> _WHAT IS BEING ASKED_:
Using the listing below, set down exactly the lines from the one that contains "Target: tree" through the one that contains "Target: plant stem", with no pictures.

---+---

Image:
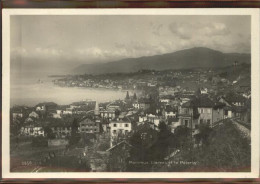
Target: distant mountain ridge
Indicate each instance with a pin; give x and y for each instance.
(184, 59)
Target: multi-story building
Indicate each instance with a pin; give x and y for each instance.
(88, 125)
(119, 126)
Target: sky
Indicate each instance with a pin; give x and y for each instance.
(68, 40)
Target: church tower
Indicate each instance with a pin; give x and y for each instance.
(96, 111)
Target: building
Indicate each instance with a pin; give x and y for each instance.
(120, 126)
(188, 114)
(61, 131)
(33, 114)
(109, 114)
(32, 130)
(205, 109)
(118, 156)
(88, 125)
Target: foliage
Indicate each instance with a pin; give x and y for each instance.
(39, 142)
(75, 137)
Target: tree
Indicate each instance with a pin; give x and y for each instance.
(182, 135)
(49, 133)
(134, 97)
(160, 149)
(127, 96)
(75, 137)
(204, 134)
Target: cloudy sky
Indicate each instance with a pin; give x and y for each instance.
(97, 38)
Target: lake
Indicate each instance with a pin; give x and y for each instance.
(26, 90)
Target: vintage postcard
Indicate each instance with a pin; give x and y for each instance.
(130, 93)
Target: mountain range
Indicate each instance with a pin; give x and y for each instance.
(198, 57)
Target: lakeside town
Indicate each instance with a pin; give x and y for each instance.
(169, 121)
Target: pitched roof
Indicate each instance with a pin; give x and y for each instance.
(204, 102)
(119, 145)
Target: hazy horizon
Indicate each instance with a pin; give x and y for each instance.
(57, 43)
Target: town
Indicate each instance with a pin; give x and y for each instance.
(169, 121)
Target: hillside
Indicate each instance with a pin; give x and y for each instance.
(183, 59)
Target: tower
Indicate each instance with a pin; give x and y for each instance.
(127, 96)
(96, 111)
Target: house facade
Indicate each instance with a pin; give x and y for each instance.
(89, 126)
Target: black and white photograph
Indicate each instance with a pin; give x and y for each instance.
(131, 93)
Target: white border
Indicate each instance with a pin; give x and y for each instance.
(254, 82)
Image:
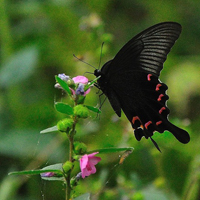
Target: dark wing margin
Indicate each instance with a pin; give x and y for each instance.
(148, 50)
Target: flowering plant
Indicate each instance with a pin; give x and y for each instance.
(76, 88)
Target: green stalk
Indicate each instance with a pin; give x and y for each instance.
(71, 146)
(5, 33)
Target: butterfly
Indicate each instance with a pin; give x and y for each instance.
(131, 82)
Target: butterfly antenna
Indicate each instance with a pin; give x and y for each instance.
(101, 54)
(83, 61)
(155, 144)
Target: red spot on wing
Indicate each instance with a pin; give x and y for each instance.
(158, 86)
(135, 118)
(162, 109)
(160, 97)
(149, 77)
(158, 123)
(147, 124)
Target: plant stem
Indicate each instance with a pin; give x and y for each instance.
(71, 146)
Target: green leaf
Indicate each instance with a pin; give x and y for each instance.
(34, 172)
(111, 150)
(49, 130)
(96, 110)
(85, 196)
(63, 84)
(57, 169)
(64, 108)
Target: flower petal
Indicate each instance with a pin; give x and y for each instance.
(80, 79)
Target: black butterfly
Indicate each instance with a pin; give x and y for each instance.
(130, 81)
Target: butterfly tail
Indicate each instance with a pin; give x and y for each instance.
(180, 134)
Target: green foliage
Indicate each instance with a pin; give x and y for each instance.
(38, 40)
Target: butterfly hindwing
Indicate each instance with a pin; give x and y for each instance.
(130, 81)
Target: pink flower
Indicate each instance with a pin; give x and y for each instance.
(47, 174)
(87, 164)
(81, 81)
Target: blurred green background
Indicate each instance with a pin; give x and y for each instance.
(38, 39)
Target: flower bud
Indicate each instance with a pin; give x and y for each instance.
(65, 124)
(67, 166)
(81, 111)
(71, 83)
(79, 148)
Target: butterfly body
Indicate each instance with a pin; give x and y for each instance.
(131, 81)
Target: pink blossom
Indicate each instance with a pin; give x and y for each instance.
(87, 164)
(47, 174)
(81, 80)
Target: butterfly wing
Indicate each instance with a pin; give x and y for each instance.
(148, 50)
(131, 83)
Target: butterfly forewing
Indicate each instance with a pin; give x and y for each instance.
(130, 81)
(147, 50)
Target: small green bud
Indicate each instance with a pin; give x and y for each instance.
(71, 83)
(65, 124)
(79, 148)
(73, 182)
(81, 111)
(67, 166)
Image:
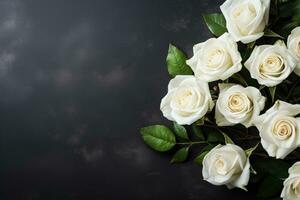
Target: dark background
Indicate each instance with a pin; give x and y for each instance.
(78, 78)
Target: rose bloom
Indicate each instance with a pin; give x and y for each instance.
(291, 189)
(279, 129)
(217, 58)
(293, 44)
(237, 104)
(270, 64)
(227, 165)
(188, 100)
(246, 19)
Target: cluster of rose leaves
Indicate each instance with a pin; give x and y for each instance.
(206, 130)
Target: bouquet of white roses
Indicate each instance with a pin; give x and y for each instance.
(235, 101)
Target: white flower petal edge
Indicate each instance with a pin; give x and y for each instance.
(216, 58)
(291, 189)
(271, 64)
(237, 104)
(279, 129)
(188, 99)
(227, 165)
(246, 19)
(293, 44)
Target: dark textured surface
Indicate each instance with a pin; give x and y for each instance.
(77, 81)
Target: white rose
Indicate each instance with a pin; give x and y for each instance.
(246, 19)
(293, 44)
(188, 100)
(227, 165)
(237, 104)
(291, 189)
(217, 58)
(270, 64)
(279, 129)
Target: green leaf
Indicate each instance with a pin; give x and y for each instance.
(158, 137)
(228, 140)
(180, 131)
(274, 167)
(249, 151)
(181, 155)
(199, 158)
(216, 23)
(239, 79)
(270, 33)
(272, 91)
(269, 187)
(198, 132)
(204, 151)
(176, 62)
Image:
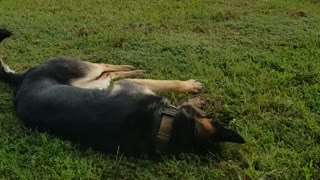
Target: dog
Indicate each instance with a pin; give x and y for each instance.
(78, 101)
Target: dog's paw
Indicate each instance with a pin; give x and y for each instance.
(193, 86)
(197, 102)
(138, 73)
(127, 67)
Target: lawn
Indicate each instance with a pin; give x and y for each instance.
(258, 59)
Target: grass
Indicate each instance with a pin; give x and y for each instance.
(259, 61)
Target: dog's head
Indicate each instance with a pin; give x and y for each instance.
(193, 130)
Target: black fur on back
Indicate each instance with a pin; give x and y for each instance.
(103, 120)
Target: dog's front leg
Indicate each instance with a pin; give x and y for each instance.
(162, 86)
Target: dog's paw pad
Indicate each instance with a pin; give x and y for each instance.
(128, 67)
(194, 86)
(197, 102)
(139, 72)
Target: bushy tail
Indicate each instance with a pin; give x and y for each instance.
(6, 74)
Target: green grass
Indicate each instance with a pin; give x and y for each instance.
(259, 61)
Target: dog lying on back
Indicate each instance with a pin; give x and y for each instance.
(74, 100)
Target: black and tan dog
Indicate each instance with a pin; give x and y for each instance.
(74, 100)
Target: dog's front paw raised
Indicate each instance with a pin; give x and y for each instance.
(193, 86)
(138, 73)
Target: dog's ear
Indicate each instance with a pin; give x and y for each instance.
(223, 134)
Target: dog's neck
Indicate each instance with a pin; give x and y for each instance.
(163, 136)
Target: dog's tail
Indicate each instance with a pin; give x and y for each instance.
(6, 74)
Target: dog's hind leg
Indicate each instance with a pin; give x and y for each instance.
(161, 86)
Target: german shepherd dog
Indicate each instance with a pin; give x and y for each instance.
(75, 100)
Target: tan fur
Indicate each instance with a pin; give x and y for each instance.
(204, 127)
(162, 86)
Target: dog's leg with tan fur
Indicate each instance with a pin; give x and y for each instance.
(162, 86)
(103, 82)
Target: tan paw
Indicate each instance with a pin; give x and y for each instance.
(138, 73)
(196, 102)
(127, 67)
(193, 86)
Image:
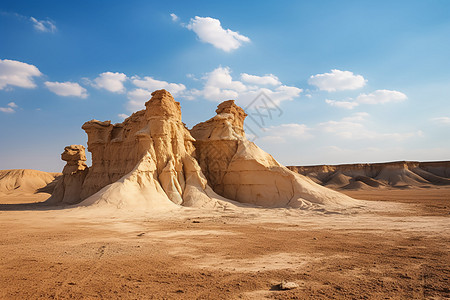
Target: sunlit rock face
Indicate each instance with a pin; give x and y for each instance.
(152, 159)
(69, 186)
(239, 170)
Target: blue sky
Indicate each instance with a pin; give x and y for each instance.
(348, 81)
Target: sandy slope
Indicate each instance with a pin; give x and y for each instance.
(26, 186)
(402, 174)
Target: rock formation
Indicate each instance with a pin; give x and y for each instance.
(399, 174)
(152, 160)
(146, 160)
(237, 169)
(25, 181)
(68, 188)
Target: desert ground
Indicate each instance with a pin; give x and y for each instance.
(394, 246)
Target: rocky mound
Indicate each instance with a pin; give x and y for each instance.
(152, 160)
(239, 170)
(27, 181)
(378, 175)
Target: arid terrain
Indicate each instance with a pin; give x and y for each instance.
(394, 246)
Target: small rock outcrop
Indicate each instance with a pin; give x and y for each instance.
(68, 188)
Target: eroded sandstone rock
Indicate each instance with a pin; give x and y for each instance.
(152, 149)
(152, 160)
(68, 188)
(237, 169)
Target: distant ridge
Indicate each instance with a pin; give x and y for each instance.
(364, 176)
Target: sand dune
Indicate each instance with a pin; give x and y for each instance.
(26, 181)
(403, 174)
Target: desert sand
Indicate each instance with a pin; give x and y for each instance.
(170, 213)
(396, 247)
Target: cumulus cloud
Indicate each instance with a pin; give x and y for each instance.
(174, 17)
(209, 30)
(377, 97)
(337, 80)
(152, 84)
(442, 120)
(67, 89)
(43, 25)
(110, 81)
(284, 132)
(342, 104)
(269, 79)
(219, 86)
(16, 73)
(10, 108)
(146, 86)
(353, 128)
(381, 96)
(137, 98)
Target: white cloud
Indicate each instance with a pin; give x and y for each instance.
(220, 86)
(43, 25)
(283, 132)
(151, 84)
(174, 17)
(110, 81)
(357, 117)
(342, 104)
(269, 79)
(11, 106)
(16, 73)
(210, 31)
(442, 120)
(353, 128)
(381, 96)
(137, 99)
(67, 89)
(337, 80)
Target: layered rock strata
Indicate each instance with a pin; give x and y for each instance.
(69, 187)
(153, 160)
(237, 169)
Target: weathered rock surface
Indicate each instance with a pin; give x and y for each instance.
(152, 160)
(399, 174)
(68, 188)
(26, 181)
(145, 161)
(237, 169)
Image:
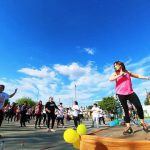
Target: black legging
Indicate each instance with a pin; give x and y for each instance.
(49, 117)
(133, 98)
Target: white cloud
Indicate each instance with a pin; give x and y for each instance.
(91, 83)
(90, 51)
(43, 72)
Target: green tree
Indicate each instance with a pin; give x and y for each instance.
(108, 103)
(147, 100)
(29, 101)
(6, 102)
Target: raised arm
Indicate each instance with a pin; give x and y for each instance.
(114, 76)
(139, 76)
(11, 95)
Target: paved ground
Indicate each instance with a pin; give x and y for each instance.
(28, 138)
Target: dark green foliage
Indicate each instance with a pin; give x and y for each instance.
(29, 101)
(147, 100)
(108, 104)
(6, 102)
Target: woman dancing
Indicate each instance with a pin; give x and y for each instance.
(125, 92)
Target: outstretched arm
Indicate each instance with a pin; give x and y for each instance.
(114, 76)
(139, 76)
(11, 95)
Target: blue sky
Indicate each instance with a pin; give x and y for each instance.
(49, 46)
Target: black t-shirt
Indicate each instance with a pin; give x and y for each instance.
(51, 106)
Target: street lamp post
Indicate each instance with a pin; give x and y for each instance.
(75, 94)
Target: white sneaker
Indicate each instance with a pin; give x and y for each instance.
(53, 130)
(48, 130)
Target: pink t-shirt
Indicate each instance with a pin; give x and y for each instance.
(124, 85)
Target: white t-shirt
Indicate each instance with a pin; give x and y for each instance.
(76, 110)
(3, 96)
(95, 111)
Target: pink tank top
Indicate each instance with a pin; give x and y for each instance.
(124, 85)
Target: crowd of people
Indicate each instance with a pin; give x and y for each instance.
(48, 114)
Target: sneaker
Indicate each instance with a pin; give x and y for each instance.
(127, 131)
(53, 130)
(145, 127)
(39, 127)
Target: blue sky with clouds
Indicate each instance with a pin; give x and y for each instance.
(49, 46)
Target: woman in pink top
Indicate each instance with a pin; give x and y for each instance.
(125, 92)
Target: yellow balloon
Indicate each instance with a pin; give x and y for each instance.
(76, 145)
(71, 136)
(81, 129)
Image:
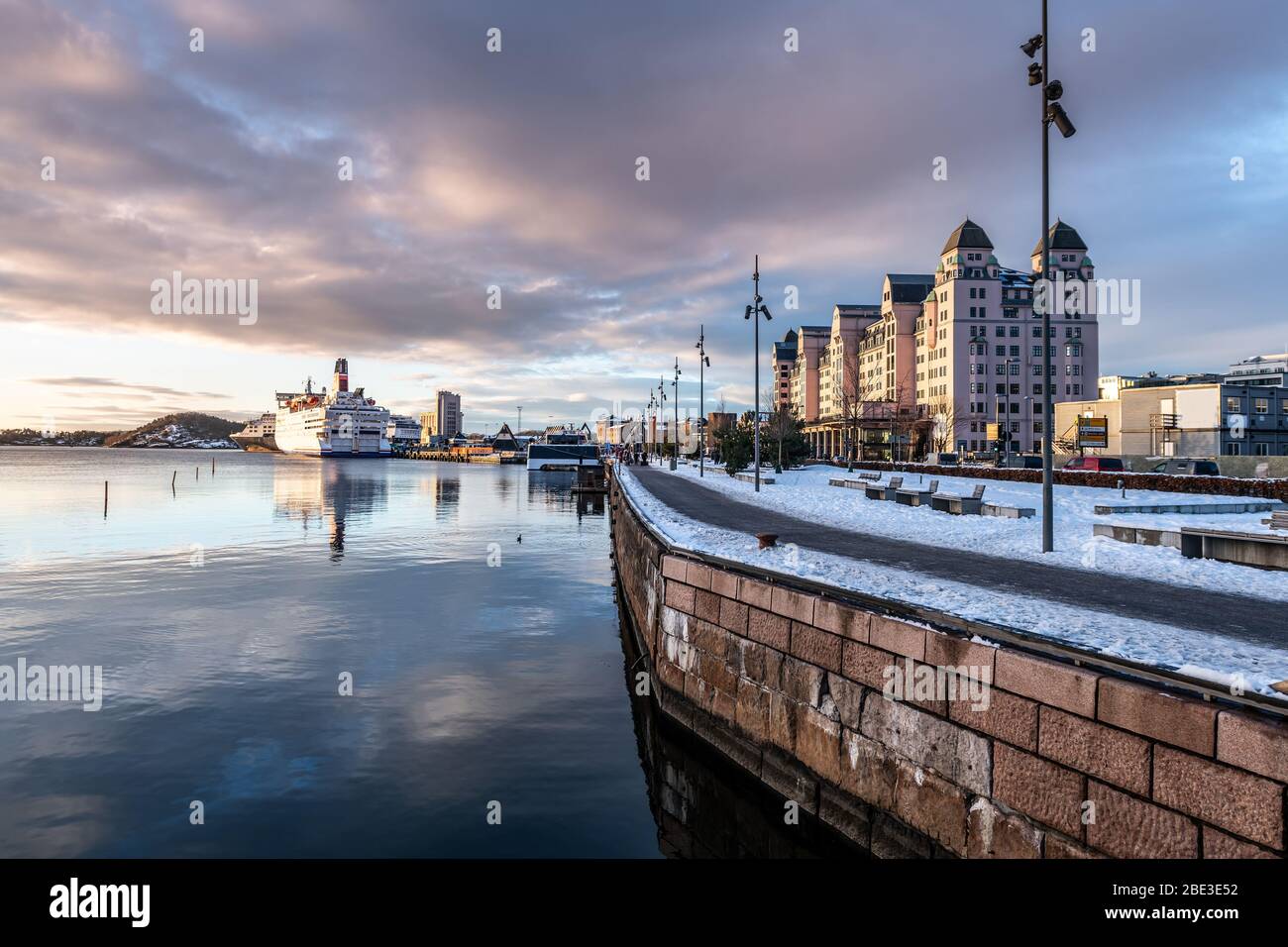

---+---

> _ANSWER TO THIS EXERCISE_:
Target: tree
Indicate each instance with a pin; give x and y for each instance.
(182, 135)
(49, 133)
(134, 97)
(160, 149)
(127, 96)
(75, 137)
(204, 134)
Target: cloudy sky
Indicate each instance with a pin; give x and y for each instance.
(97, 38)
Target: lake
Indicate each instance with a pin; give x and y for each instance.
(26, 90)
Target: vintage postcard
Indicate each instance with a pin; give x and y for each instance.
(130, 93)
Target: mountain range
Indicate each instance with a pin; give x and y for each instance.
(198, 57)
Target: lakeside town
Indicate each instance with a pin; give x and y for each instance.
(169, 121)
Target: pitched roof
Indicate each instance with a pin; give x and y for each instance.
(204, 102)
(119, 145)
Target: hazy horizon
Indicate each instance with a pin; give x and y for each instance.
(57, 43)
Target: town
Indicate each instance with a pin; give x and y for each instance.
(169, 121)
Target: hillside
Indicate each instance with a pin; give x and y for each instance.
(183, 59)
Target: tower
Indicate each instance with a pin; give x and y for each instance.
(127, 96)
(96, 111)
Target: house facade
Indicate each instance with a pin; give x and y for each instance.
(89, 126)
Target: black and white photograph
Indicate each instance with a pin; give x and y for each instance.
(131, 93)
Target: white border
Indicate each instance with a pin; give x and y for each instance.
(254, 82)
Image:
Target: dark wing margin
Indicate each instance with a pin; give x and y for each instance.
(148, 50)
Target: flowering plant
Indicate each instance with a pin; give x and y for each instance.
(76, 88)
Target: green stalk
Indicate each instance with a pin; give x and y for each instance.
(71, 146)
(5, 33)
Target: butterfly
Indicate each instance with a pin; give x and y for each instance.
(131, 82)
Target: butterfly antenna
Indicate each instance with a pin; give x and y for each instance.
(101, 54)
(83, 61)
(155, 144)
Target: red spot on wing
Indicate each instance with a pin; give x and y for each instance.
(158, 86)
(135, 118)
(162, 109)
(160, 97)
(149, 77)
(158, 123)
(147, 124)
Target: plant stem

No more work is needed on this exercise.